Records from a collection

══════

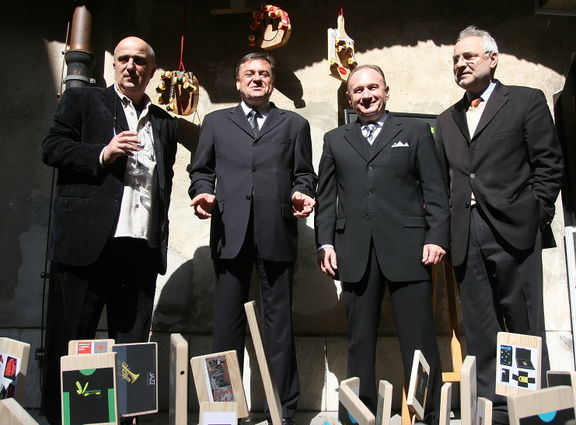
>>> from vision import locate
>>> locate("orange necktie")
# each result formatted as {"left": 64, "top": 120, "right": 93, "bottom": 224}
{"left": 470, "top": 97, "right": 483, "bottom": 108}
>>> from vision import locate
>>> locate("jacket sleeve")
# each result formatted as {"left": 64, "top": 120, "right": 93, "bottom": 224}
{"left": 41, "top": 88, "right": 107, "bottom": 176}
{"left": 314, "top": 134, "right": 337, "bottom": 247}
{"left": 188, "top": 115, "right": 217, "bottom": 198}
{"left": 291, "top": 119, "right": 317, "bottom": 199}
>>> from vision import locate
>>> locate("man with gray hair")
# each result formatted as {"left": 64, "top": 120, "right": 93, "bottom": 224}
{"left": 435, "top": 26, "right": 563, "bottom": 423}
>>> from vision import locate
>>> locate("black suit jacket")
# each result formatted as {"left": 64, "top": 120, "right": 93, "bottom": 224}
{"left": 42, "top": 85, "right": 178, "bottom": 274}
{"left": 315, "top": 114, "right": 450, "bottom": 283}
{"left": 436, "top": 82, "right": 563, "bottom": 267}
{"left": 188, "top": 103, "right": 317, "bottom": 262}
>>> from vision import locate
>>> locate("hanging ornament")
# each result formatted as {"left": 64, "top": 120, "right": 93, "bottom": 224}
{"left": 327, "top": 8, "right": 357, "bottom": 81}
{"left": 248, "top": 4, "right": 291, "bottom": 50}
{"left": 155, "top": 35, "right": 199, "bottom": 116}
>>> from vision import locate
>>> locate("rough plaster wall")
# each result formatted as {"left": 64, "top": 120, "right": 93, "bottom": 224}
{"left": 1, "top": 0, "right": 576, "bottom": 411}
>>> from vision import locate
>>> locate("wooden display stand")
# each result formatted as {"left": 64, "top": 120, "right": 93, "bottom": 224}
{"left": 495, "top": 332, "right": 542, "bottom": 396}
{"left": 476, "top": 397, "right": 493, "bottom": 425}
{"left": 0, "top": 398, "right": 39, "bottom": 425}
{"left": 438, "top": 382, "right": 452, "bottom": 425}
{"left": 339, "top": 377, "right": 376, "bottom": 425}
{"left": 60, "top": 352, "right": 118, "bottom": 425}
{"left": 191, "top": 350, "right": 248, "bottom": 418}
{"left": 0, "top": 337, "right": 30, "bottom": 403}
{"left": 199, "top": 401, "right": 238, "bottom": 425}
{"left": 244, "top": 300, "right": 283, "bottom": 425}
{"left": 507, "top": 386, "right": 576, "bottom": 425}
{"left": 169, "top": 333, "right": 188, "bottom": 425}
{"left": 376, "top": 380, "right": 393, "bottom": 425}
{"left": 406, "top": 350, "right": 430, "bottom": 421}
{"left": 460, "top": 356, "right": 478, "bottom": 425}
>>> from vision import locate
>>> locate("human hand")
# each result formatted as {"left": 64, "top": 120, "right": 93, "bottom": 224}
{"left": 190, "top": 193, "right": 216, "bottom": 219}
{"left": 422, "top": 244, "right": 446, "bottom": 265}
{"left": 291, "top": 191, "right": 316, "bottom": 218}
{"left": 102, "top": 130, "right": 141, "bottom": 165}
{"left": 318, "top": 246, "right": 338, "bottom": 277}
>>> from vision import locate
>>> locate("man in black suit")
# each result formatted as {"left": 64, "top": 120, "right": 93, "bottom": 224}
{"left": 41, "top": 36, "right": 178, "bottom": 424}
{"left": 435, "top": 26, "right": 563, "bottom": 424}
{"left": 188, "top": 52, "right": 316, "bottom": 424}
{"left": 315, "top": 64, "right": 449, "bottom": 422}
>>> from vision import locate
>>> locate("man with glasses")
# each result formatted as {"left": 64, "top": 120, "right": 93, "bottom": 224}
{"left": 435, "top": 26, "right": 563, "bottom": 424}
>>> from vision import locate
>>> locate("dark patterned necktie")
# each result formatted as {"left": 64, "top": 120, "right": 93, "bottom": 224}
{"left": 247, "top": 109, "right": 259, "bottom": 136}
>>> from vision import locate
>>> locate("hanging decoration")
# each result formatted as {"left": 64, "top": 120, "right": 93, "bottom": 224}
{"left": 248, "top": 4, "right": 291, "bottom": 50}
{"left": 327, "top": 8, "right": 357, "bottom": 81}
{"left": 156, "top": 35, "right": 199, "bottom": 116}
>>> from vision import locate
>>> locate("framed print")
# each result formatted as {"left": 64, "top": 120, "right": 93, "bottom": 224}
{"left": 406, "top": 350, "right": 430, "bottom": 421}
{"left": 338, "top": 377, "right": 376, "bottom": 425}
{"left": 508, "top": 386, "right": 575, "bottom": 425}
{"left": 0, "top": 337, "right": 30, "bottom": 403}
{"left": 496, "top": 332, "right": 541, "bottom": 396}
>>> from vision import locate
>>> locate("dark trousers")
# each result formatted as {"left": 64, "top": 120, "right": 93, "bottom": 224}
{"left": 343, "top": 245, "right": 441, "bottom": 424}
{"left": 41, "top": 238, "right": 158, "bottom": 425}
{"left": 455, "top": 207, "right": 549, "bottom": 425}
{"left": 212, "top": 229, "right": 300, "bottom": 419}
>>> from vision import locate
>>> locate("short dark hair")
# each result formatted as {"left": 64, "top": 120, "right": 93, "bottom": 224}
{"left": 346, "top": 65, "right": 387, "bottom": 91}
{"left": 235, "top": 52, "right": 276, "bottom": 79}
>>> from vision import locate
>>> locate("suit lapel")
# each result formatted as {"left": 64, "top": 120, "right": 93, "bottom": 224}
{"left": 472, "top": 83, "right": 509, "bottom": 139}
{"left": 102, "top": 86, "right": 127, "bottom": 174}
{"left": 369, "top": 114, "right": 402, "bottom": 160}
{"left": 450, "top": 95, "right": 471, "bottom": 142}
{"left": 149, "top": 108, "right": 166, "bottom": 192}
{"left": 229, "top": 104, "right": 255, "bottom": 138}
{"left": 257, "top": 104, "right": 286, "bottom": 139}
{"left": 343, "top": 122, "right": 370, "bottom": 162}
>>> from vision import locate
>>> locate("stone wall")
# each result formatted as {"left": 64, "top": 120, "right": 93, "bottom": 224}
{"left": 1, "top": 0, "right": 576, "bottom": 412}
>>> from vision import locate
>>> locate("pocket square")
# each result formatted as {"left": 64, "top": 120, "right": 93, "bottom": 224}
{"left": 391, "top": 141, "right": 409, "bottom": 148}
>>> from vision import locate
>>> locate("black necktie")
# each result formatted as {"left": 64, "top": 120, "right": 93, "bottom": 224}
{"left": 247, "top": 109, "right": 259, "bottom": 136}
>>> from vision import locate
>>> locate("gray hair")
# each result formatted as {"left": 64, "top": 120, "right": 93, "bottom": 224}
{"left": 457, "top": 25, "right": 499, "bottom": 54}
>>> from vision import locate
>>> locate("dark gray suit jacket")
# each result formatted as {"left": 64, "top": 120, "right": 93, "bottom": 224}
{"left": 188, "top": 103, "right": 317, "bottom": 262}
{"left": 42, "top": 85, "right": 178, "bottom": 274}
{"left": 436, "top": 82, "right": 563, "bottom": 267}
{"left": 315, "top": 113, "right": 450, "bottom": 283}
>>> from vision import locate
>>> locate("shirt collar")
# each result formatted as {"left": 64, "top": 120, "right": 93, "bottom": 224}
{"left": 359, "top": 111, "right": 388, "bottom": 128}
{"left": 114, "top": 85, "right": 151, "bottom": 108}
{"left": 467, "top": 80, "right": 498, "bottom": 104}
{"left": 240, "top": 101, "right": 271, "bottom": 117}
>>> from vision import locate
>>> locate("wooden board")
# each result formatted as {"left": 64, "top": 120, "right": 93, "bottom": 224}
{"left": 496, "top": 332, "right": 541, "bottom": 396}
{"left": 199, "top": 401, "right": 238, "bottom": 425}
{"left": 406, "top": 350, "right": 430, "bottom": 421}
{"left": 476, "top": 397, "right": 493, "bottom": 425}
{"left": 191, "top": 350, "right": 248, "bottom": 418}
{"left": 339, "top": 377, "right": 376, "bottom": 425}
{"left": 0, "top": 337, "right": 30, "bottom": 403}
{"left": 461, "top": 355, "right": 478, "bottom": 425}
{"left": 68, "top": 339, "right": 114, "bottom": 355}
{"left": 244, "top": 300, "right": 283, "bottom": 425}
{"left": 169, "top": 333, "right": 188, "bottom": 425}
{"left": 0, "top": 398, "right": 39, "bottom": 424}
{"left": 376, "top": 380, "right": 393, "bottom": 425}
{"left": 439, "top": 382, "right": 452, "bottom": 425}
{"left": 507, "top": 385, "right": 576, "bottom": 425}
{"left": 113, "top": 342, "right": 158, "bottom": 417}
{"left": 60, "top": 352, "right": 118, "bottom": 425}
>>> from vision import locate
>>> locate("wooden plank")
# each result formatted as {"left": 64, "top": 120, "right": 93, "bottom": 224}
{"left": 60, "top": 352, "right": 118, "bottom": 425}
{"left": 191, "top": 350, "right": 248, "bottom": 418}
{"left": 169, "top": 333, "right": 188, "bottom": 425}
{"left": 0, "top": 398, "right": 39, "bottom": 425}
{"left": 199, "top": 401, "right": 238, "bottom": 425}
{"left": 68, "top": 339, "right": 114, "bottom": 355}
{"left": 376, "top": 380, "right": 393, "bottom": 425}
{"left": 461, "top": 355, "right": 478, "bottom": 425}
{"left": 508, "top": 386, "right": 576, "bottom": 425}
{"left": 406, "top": 350, "right": 430, "bottom": 421}
{"left": 339, "top": 377, "right": 376, "bottom": 425}
{"left": 0, "top": 337, "right": 30, "bottom": 404}
{"left": 112, "top": 342, "right": 158, "bottom": 417}
{"left": 495, "top": 332, "right": 542, "bottom": 396}
{"left": 476, "top": 397, "right": 492, "bottom": 425}
{"left": 438, "top": 382, "right": 452, "bottom": 425}
{"left": 244, "top": 300, "right": 283, "bottom": 425}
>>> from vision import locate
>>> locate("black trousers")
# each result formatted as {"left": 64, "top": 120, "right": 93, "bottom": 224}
{"left": 212, "top": 221, "right": 300, "bottom": 419}
{"left": 343, "top": 244, "right": 441, "bottom": 424}
{"left": 42, "top": 238, "right": 158, "bottom": 425}
{"left": 455, "top": 207, "right": 549, "bottom": 425}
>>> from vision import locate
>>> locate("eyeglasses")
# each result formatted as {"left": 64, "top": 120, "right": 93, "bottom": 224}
{"left": 453, "top": 52, "right": 490, "bottom": 66}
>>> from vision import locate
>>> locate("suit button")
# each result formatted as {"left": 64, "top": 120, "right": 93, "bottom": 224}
{"left": 367, "top": 190, "right": 373, "bottom": 196}
{"left": 470, "top": 173, "right": 476, "bottom": 179}
{"left": 365, "top": 215, "right": 371, "bottom": 220}
{"left": 465, "top": 201, "right": 470, "bottom": 208}
{"left": 368, "top": 165, "right": 374, "bottom": 172}
{"left": 245, "top": 195, "right": 252, "bottom": 200}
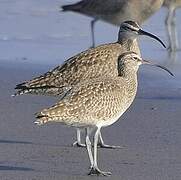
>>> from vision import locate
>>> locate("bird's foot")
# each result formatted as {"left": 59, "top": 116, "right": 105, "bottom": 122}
{"left": 98, "top": 142, "right": 124, "bottom": 149}
{"left": 88, "top": 167, "right": 111, "bottom": 176}
{"left": 72, "top": 141, "right": 86, "bottom": 147}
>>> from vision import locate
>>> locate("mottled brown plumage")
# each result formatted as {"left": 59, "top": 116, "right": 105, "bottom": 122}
{"left": 14, "top": 21, "right": 142, "bottom": 149}
{"left": 14, "top": 41, "right": 140, "bottom": 97}
{"left": 35, "top": 76, "right": 137, "bottom": 127}
{"left": 35, "top": 52, "right": 142, "bottom": 127}
{"left": 14, "top": 20, "right": 168, "bottom": 97}
{"left": 14, "top": 21, "right": 166, "bottom": 148}
{"left": 14, "top": 21, "right": 166, "bottom": 97}
{"left": 35, "top": 51, "right": 173, "bottom": 176}
{"left": 35, "top": 52, "right": 140, "bottom": 176}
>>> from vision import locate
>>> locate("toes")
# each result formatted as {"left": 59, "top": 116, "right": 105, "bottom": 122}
{"left": 100, "top": 171, "right": 112, "bottom": 176}
{"left": 72, "top": 141, "right": 86, "bottom": 147}
{"left": 98, "top": 143, "right": 125, "bottom": 149}
{"left": 88, "top": 167, "right": 112, "bottom": 176}
{"left": 103, "top": 171, "right": 112, "bottom": 176}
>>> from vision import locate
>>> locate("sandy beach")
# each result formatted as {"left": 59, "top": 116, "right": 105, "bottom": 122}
{"left": 0, "top": 61, "right": 180, "bottom": 180}
{"left": 0, "top": 0, "right": 181, "bottom": 179}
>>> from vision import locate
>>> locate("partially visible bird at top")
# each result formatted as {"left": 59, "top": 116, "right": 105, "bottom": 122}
{"left": 163, "top": 0, "right": 181, "bottom": 52}
{"left": 13, "top": 21, "right": 166, "bottom": 148}
{"left": 61, "top": 0, "right": 164, "bottom": 47}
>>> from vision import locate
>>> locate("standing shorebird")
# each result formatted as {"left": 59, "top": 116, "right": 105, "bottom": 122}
{"left": 61, "top": 0, "right": 164, "bottom": 47}
{"left": 163, "top": 0, "right": 181, "bottom": 51}
{"left": 35, "top": 52, "right": 173, "bottom": 176}
{"left": 13, "top": 21, "right": 166, "bottom": 148}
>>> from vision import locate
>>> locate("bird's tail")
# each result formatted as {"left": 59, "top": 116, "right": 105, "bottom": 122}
{"left": 12, "top": 82, "right": 30, "bottom": 97}
{"left": 12, "top": 82, "right": 64, "bottom": 97}
{"left": 34, "top": 111, "right": 51, "bottom": 125}
{"left": 34, "top": 106, "right": 63, "bottom": 125}
{"left": 12, "top": 90, "right": 29, "bottom": 97}
{"left": 61, "top": 1, "right": 84, "bottom": 12}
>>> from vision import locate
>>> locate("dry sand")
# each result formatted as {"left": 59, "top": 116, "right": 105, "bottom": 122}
{"left": 0, "top": 61, "right": 181, "bottom": 180}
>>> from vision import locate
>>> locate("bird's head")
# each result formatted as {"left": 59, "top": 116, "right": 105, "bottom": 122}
{"left": 117, "top": 52, "right": 173, "bottom": 77}
{"left": 118, "top": 21, "right": 166, "bottom": 48}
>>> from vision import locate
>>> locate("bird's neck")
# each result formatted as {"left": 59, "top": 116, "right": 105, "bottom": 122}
{"left": 119, "top": 68, "right": 138, "bottom": 79}
{"left": 121, "top": 69, "right": 138, "bottom": 96}
{"left": 117, "top": 37, "right": 136, "bottom": 50}
{"left": 118, "top": 62, "right": 139, "bottom": 83}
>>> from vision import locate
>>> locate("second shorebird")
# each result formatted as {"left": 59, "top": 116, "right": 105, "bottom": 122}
{"left": 35, "top": 52, "right": 173, "bottom": 176}
{"left": 13, "top": 21, "right": 166, "bottom": 148}
{"left": 61, "top": 0, "right": 164, "bottom": 47}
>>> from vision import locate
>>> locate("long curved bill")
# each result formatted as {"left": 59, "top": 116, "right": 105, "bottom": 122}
{"left": 142, "top": 59, "right": 174, "bottom": 76}
{"left": 138, "top": 29, "right": 166, "bottom": 48}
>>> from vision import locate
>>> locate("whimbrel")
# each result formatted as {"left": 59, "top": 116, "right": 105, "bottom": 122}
{"left": 35, "top": 51, "right": 173, "bottom": 176}
{"left": 61, "top": 0, "right": 164, "bottom": 47}
{"left": 13, "top": 21, "right": 166, "bottom": 148}
{"left": 163, "top": 0, "right": 181, "bottom": 51}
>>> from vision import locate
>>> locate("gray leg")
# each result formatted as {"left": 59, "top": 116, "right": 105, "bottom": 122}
{"left": 73, "top": 128, "right": 86, "bottom": 147}
{"left": 85, "top": 127, "right": 94, "bottom": 168}
{"left": 168, "top": 50, "right": 177, "bottom": 62}
{"left": 171, "top": 9, "right": 179, "bottom": 50}
{"left": 90, "top": 18, "right": 98, "bottom": 48}
{"left": 88, "top": 127, "right": 111, "bottom": 176}
{"left": 73, "top": 128, "right": 123, "bottom": 149}
{"left": 165, "top": 6, "right": 178, "bottom": 51}
{"left": 98, "top": 131, "right": 123, "bottom": 149}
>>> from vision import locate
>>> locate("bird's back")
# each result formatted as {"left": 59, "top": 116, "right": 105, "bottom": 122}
{"left": 62, "top": 0, "right": 164, "bottom": 25}
{"left": 14, "top": 40, "right": 140, "bottom": 97}
{"left": 102, "top": 0, "right": 164, "bottom": 25}
{"left": 62, "top": 0, "right": 126, "bottom": 15}
{"left": 35, "top": 76, "right": 138, "bottom": 127}
{"left": 163, "top": 0, "right": 181, "bottom": 8}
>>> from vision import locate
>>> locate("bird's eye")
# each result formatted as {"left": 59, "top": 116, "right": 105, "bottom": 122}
{"left": 133, "top": 56, "right": 141, "bottom": 62}
{"left": 122, "top": 25, "right": 137, "bottom": 32}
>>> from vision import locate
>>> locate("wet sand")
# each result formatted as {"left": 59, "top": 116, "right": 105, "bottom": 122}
{"left": 0, "top": 62, "right": 181, "bottom": 180}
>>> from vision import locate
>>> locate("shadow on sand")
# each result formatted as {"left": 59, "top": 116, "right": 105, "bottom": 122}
{"left": 0, "top": 165, "right": 33, "bottom": 171}
{"left": 0, "top": 139, "right": 33, "bottom": 145}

══════

What to work on: If the string "necktie" appears in a line of the entries, report the line.

Result:
>>> locate("orange necktie")
>>> locate("dark patterned necktie")
>>> locate("black necktie")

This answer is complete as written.